Source extract:
┌──

Sara: "Oh God, not a 90's 'Not' joke."
Ray: "It's like comedy comfort food."

When Legends of Tomorrow embraces a pastiche episode, it embraces the hell out of that pastiche episode. Welcome to 1995, campers.

I need to get this out of my system right up front. How is 1995 already a nostalgia-worthy historical period? 1995 was like five minutes ago. Also, my sciatica is acting up and those neighborhood kids won't stay off of my lawn. Damn, but middle age does sneak up on you.

OK, my suddenly being elderly aside, this week the Legends go to camp, in an episode that's unsurprisingly a fond pastiche of both Wet Hot American Summer and the summer camp movies of the late 70s and early 80s of which Wet Hot American Summer was itself a loving pastiche.

Look, the thing about doing this sort of thing is that your response as a viewer is largely dependent on your own feelings about the source material. Last season, in the exact same spot of the running order now that I think of it, they gave us their Steven Spielberg riff, 'Phone Home.' While I'd like to think that my overwhelmingly positive response to 'Phone Home' was all down to the way they used Spielberg's own themes of Innocence v. Cynicism and used them to mirror what was going on with the Legends at the time, I'm forced to admit another possibility. It's arguable that having been an eight-year-old boy at the time E.T. was released might have just meant that a Spielberg riff pushes all of my happy nostalgia buttons and they had me at hello.

What I'm getting at here is that I totally missed the movie Wet Hot American Summer when it came out, and so I don't really have a strong connection to it. And I strongly suspect that that hindered my enjoyment of a lot of this week's episode. I have seen it once, about two years ago, and thought, 'Oh, that's what that's all about.' The same is actually true of the film Mean Girls, which I think also got a little shout out this week that I didn't properly appreciate.

So, for those in the same boat as I am, Wet Hot American Summer is a movie released in 2001, which is set in 1981 at a fictional summer camp.  It's structured as a series of vignettes involving a large number of characters, showing a lot of little incidents that happened at the camp, none of which make a really linear 'story' but which instead all add up to a sort of 'sum of its parts' view of the camp. The point isn't really taking a character from point A to point Z, the point is to bounce back and forth between a lot of characters, some of whom are going from point A to Point B, some from Point J to point R, and others happily hanging out at point E and smoking pot while trying to get laid. It's different type of storytelling, and it's a hard one to seamlessly blend with a TV series that needs to continue telling its season long storyline.

└──

Records shown:
┌──

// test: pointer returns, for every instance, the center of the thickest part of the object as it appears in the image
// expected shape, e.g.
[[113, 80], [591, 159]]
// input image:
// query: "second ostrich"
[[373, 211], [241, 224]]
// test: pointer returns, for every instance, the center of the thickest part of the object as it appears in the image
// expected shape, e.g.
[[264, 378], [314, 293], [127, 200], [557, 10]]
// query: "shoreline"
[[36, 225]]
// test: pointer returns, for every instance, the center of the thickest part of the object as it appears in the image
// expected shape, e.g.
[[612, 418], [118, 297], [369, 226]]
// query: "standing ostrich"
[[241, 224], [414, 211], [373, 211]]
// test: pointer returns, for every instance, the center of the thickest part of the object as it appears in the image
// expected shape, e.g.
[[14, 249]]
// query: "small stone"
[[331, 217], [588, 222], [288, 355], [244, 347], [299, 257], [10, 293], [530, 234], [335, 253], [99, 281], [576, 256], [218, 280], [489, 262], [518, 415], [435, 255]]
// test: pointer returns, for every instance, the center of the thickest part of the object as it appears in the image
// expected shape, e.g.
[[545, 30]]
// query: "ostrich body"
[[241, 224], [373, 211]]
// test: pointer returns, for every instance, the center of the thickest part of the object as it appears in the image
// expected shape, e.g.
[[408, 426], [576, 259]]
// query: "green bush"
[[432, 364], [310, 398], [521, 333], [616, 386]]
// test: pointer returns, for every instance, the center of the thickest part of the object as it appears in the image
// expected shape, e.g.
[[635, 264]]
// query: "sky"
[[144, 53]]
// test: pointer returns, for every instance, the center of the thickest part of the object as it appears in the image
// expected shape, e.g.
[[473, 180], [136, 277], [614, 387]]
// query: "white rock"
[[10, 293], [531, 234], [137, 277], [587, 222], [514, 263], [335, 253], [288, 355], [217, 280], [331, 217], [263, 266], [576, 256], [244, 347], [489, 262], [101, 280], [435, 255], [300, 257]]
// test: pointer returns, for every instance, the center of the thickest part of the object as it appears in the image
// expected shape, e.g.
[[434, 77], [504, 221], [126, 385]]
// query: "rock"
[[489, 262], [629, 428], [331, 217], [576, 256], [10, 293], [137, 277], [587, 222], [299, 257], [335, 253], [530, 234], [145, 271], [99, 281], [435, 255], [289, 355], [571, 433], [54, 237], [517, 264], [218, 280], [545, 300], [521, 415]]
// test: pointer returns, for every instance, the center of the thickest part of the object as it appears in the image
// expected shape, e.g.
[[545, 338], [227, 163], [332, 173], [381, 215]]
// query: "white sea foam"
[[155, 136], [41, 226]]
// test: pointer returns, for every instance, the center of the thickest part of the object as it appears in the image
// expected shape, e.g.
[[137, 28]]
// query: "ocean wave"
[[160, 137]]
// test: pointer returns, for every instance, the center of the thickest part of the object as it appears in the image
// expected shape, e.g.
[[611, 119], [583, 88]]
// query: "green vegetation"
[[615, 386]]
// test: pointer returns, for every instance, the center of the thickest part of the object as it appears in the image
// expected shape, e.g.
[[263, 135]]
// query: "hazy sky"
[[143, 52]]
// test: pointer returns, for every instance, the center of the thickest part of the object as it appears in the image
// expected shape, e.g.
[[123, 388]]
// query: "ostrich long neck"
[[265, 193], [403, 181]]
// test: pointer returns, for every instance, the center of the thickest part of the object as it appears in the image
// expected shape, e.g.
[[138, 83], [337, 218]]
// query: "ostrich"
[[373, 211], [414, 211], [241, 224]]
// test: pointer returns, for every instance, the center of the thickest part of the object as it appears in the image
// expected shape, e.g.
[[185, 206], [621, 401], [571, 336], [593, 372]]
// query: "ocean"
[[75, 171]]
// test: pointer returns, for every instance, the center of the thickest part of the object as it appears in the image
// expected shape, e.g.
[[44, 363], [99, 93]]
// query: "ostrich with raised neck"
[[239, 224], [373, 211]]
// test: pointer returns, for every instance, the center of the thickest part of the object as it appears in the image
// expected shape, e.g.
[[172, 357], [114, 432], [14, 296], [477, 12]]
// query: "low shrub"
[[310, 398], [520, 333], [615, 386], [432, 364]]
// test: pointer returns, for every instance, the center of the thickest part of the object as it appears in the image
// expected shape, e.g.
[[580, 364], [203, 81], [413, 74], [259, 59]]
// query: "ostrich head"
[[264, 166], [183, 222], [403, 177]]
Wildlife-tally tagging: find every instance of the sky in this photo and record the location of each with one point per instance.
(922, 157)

└──

Problems to solve:
(A) Which films does the Legends of Tomorrow review mention by title?
(B) Carry the Legends of Tomorrow review forward from its last sentence.

Outputs by task:
(A) Wet Hot American Summer, E.T., Mean Girls

(B)
To give the Legends staff credit, they mostly pull it off, barring one or two awkward places where the seams show. For example, the incident of the Lake Beast, where Ava gets pranked into falling into the lake at night, is exactly the sort of mini story that would happen in that sort of film, and it totally works here. What works less is Sara and Ava beating the innocent Camp Director into unconsciousness and leaving her body in the woods to die just because the episode is done with the fake-out about who the demon really is. This is because, in the first example, the tone of the scene and what we know about how the characters are working with one another. In the second, they clash violently. Sara has just attacked an innocent, if unpleasant, woman and left her in the woods. The Sara and Ava we know would care about that. But while the type of serialized storytelling Legends usually uses would address that, a vignette comedy structure would absolutely shrug it off and move on to setting up the next scene or gag. Which, again, is fine. It's a perfectly valid form of storytelling. It's just seated a little discordantly here because it jars with what we're used to.

The thing is, for the vignette comedy style of film that they're imitating, really obvious artifice is part of the joke. We're supposed to be perfectly clear that the characters and situations are unfolding in a deliberately artificial way, because that's the film's way of saying, 'Hey, remember how this sort of things always happens at more or less this point of the story? That's awesome and funny, am I right?' It just sits awkwardly with how we'd normally expect, for example, Sara and Ava, to normally behave.

Not everyone can rock those braids.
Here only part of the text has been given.